▶ _AVAILABLE RECORDS_
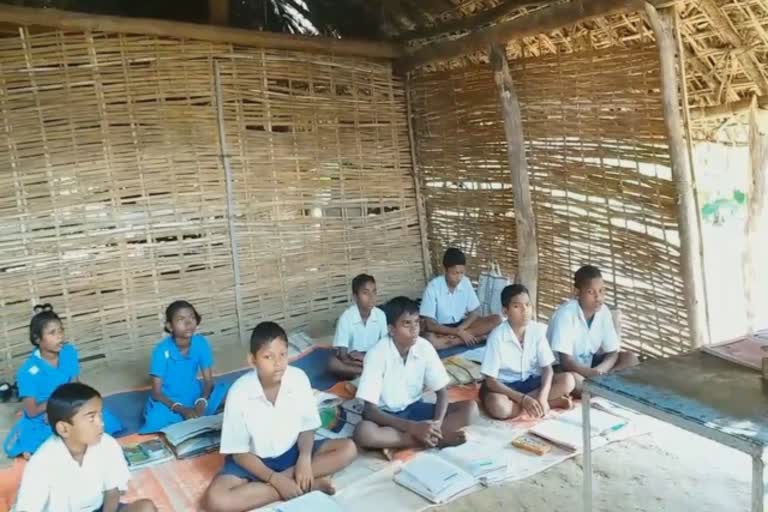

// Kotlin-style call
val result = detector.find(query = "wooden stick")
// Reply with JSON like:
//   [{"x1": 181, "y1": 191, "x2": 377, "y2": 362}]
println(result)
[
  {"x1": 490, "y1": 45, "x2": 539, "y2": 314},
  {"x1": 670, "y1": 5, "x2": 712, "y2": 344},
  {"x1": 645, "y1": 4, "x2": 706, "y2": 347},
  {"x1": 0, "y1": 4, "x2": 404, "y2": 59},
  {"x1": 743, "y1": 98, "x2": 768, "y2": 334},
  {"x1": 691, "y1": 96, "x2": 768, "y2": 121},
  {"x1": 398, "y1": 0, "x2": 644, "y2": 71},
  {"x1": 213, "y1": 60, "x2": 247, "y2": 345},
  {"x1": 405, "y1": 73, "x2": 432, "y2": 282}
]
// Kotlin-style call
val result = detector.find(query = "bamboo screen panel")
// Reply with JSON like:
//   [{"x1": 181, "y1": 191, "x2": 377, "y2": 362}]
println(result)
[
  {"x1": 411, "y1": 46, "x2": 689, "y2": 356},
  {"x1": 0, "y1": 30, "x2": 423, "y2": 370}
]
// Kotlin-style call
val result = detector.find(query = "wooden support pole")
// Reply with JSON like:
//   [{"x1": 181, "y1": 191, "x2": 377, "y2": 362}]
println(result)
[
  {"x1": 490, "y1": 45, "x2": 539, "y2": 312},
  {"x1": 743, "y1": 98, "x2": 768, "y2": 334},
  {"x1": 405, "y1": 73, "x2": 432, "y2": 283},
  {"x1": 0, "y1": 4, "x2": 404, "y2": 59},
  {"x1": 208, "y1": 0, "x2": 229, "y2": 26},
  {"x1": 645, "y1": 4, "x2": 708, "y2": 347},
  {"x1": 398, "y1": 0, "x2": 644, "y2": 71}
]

...

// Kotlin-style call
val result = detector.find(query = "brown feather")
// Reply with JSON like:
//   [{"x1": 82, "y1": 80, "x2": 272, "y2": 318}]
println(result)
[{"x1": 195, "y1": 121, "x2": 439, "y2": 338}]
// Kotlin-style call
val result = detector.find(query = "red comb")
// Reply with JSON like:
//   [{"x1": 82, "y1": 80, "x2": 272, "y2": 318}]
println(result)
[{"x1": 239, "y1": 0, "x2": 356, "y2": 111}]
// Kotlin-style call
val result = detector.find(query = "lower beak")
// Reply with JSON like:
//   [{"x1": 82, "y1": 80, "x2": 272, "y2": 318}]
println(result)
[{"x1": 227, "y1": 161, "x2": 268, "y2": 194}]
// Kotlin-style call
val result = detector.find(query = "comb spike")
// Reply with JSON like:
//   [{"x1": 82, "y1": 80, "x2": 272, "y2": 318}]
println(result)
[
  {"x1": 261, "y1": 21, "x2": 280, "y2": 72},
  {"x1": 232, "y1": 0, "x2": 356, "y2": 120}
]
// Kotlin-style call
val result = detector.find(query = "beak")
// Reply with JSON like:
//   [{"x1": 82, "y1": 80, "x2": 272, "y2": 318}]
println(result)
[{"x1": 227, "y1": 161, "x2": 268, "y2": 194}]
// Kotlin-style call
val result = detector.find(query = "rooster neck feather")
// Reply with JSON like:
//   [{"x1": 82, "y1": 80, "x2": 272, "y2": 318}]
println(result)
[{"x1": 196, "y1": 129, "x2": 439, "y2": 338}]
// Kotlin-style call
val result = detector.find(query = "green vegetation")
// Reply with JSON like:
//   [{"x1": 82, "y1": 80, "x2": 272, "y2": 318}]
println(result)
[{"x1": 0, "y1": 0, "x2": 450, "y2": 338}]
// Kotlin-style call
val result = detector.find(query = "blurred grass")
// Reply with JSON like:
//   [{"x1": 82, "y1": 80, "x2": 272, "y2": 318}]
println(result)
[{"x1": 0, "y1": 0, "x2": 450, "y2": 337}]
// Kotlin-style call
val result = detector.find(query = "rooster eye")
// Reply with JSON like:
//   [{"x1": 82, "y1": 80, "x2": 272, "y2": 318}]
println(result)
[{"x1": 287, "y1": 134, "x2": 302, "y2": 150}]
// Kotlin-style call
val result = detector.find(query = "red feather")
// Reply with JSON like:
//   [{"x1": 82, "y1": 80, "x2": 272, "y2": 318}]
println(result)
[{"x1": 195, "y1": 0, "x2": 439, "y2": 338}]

▶ _INSTRUCTIONS FOR THE TASK_
Please list every line of the records above that contains the string "rooster", copying each line in full. Case counts, so only exact-case matches qualify.

▶ _CORRECT RESPONSE_
val result = detector.find(query = "rooster neck feather")
val result = detector.find(query = "rooster eye")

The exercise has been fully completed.